== Segment start ==
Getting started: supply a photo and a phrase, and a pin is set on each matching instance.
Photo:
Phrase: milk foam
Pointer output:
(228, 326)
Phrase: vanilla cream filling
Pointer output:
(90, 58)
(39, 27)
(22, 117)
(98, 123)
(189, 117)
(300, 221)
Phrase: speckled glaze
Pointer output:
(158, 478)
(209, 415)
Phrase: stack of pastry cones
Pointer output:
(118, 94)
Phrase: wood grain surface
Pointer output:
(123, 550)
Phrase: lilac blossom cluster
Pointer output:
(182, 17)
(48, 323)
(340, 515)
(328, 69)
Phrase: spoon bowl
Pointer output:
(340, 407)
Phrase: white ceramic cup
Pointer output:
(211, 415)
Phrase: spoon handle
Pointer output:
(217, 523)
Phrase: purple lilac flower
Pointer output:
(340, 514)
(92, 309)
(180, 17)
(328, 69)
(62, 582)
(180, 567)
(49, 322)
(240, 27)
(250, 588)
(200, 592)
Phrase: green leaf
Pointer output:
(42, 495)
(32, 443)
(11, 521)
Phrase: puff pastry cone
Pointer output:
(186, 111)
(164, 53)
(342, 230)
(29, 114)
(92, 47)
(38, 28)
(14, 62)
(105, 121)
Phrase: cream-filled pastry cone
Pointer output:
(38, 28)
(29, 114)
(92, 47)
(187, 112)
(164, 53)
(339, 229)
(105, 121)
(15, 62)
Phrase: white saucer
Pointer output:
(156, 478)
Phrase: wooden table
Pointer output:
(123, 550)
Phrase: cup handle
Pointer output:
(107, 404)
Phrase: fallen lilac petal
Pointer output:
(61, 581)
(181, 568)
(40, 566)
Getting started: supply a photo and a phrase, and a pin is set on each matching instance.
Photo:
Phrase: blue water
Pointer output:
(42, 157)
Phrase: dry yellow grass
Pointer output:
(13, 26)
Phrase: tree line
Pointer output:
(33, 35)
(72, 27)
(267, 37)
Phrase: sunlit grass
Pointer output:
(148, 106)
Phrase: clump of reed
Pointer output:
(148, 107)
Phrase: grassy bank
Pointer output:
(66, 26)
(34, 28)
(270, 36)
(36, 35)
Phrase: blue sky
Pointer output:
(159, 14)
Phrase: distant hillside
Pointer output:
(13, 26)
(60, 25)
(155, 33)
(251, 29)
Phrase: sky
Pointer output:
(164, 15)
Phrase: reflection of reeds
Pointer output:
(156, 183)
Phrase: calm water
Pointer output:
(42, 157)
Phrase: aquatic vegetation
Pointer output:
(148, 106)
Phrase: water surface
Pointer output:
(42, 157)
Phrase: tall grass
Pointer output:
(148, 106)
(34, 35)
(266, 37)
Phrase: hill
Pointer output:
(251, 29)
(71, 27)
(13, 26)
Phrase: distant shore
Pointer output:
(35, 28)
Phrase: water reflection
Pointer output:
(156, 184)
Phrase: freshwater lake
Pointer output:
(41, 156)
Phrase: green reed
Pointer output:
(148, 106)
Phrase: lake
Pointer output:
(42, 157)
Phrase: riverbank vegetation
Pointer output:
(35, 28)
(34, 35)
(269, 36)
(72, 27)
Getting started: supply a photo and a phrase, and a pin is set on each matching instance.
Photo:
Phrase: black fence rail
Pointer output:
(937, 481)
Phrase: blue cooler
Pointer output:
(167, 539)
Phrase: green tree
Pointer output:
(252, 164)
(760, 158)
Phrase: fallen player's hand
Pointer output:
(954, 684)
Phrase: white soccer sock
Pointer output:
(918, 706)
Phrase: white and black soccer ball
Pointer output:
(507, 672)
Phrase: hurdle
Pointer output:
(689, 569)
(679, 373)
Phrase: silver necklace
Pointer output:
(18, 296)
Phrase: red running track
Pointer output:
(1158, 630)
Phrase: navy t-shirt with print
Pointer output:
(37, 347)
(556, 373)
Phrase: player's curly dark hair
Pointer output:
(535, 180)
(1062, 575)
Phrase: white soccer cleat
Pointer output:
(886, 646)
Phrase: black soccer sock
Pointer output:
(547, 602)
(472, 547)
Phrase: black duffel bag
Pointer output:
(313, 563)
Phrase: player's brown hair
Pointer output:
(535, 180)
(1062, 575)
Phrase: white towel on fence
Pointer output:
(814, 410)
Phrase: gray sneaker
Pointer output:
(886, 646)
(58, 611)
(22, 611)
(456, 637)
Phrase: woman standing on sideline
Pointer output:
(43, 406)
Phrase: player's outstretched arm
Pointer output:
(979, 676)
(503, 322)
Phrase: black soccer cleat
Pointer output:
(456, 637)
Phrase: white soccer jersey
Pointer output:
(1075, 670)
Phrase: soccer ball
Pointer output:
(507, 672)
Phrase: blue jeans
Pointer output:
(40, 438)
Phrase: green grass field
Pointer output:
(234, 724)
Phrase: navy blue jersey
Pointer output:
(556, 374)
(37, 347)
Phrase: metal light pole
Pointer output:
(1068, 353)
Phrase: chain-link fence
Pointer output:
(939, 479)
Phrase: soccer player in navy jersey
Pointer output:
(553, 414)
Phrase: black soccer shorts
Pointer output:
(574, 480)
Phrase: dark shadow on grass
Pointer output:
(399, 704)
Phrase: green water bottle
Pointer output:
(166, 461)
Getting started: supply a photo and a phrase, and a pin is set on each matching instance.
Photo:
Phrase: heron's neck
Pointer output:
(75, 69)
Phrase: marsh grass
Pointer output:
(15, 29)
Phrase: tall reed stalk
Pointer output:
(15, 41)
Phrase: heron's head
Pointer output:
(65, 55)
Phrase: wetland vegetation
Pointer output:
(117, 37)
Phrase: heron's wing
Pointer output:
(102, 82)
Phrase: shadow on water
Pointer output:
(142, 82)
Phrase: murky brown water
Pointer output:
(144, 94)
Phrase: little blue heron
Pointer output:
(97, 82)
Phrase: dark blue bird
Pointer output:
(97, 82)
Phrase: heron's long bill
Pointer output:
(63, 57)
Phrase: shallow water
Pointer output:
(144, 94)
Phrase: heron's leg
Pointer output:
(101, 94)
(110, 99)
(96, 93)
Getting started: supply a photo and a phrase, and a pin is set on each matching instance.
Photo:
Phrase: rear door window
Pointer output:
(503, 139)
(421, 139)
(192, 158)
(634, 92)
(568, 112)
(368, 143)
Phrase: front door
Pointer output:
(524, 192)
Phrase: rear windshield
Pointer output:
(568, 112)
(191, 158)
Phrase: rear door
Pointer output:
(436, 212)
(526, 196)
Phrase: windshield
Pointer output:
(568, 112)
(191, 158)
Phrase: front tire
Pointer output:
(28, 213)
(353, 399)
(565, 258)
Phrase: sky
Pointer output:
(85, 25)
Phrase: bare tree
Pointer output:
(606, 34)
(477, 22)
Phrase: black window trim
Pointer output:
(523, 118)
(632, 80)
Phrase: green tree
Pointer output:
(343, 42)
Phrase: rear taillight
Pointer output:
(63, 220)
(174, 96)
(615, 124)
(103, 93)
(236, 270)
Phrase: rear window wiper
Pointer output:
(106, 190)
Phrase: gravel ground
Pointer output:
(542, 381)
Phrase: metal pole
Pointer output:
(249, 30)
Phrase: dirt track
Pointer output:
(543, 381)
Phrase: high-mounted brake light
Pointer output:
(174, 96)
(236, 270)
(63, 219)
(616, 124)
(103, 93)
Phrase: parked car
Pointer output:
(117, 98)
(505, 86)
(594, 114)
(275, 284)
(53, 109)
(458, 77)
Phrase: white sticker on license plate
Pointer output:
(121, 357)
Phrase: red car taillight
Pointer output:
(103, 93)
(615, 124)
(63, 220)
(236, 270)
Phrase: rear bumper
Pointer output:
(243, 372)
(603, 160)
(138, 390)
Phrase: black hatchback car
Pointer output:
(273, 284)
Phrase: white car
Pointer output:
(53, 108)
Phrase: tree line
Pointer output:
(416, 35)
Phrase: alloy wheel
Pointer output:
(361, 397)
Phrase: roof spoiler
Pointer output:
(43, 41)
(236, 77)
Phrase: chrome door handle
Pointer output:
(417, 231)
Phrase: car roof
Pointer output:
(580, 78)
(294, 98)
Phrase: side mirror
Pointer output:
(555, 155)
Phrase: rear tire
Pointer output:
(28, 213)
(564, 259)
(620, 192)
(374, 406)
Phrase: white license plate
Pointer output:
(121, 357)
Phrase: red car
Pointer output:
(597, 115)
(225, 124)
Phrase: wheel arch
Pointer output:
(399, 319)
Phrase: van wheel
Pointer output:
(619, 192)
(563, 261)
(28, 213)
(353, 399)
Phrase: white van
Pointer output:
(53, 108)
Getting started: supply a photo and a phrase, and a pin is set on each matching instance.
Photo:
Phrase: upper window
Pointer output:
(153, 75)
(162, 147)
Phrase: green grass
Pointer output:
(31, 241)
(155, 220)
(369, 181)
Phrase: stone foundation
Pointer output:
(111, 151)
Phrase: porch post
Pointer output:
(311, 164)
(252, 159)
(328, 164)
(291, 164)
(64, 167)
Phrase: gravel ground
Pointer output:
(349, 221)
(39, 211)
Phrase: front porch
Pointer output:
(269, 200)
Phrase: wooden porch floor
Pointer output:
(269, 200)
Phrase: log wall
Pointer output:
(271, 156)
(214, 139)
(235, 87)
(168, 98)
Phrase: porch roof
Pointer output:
== Segment end ==
Work order:
Using the data above, copy each line that contains "spoon".

Task solution:
Phrase: spoon bowl
Phrase: spoon handle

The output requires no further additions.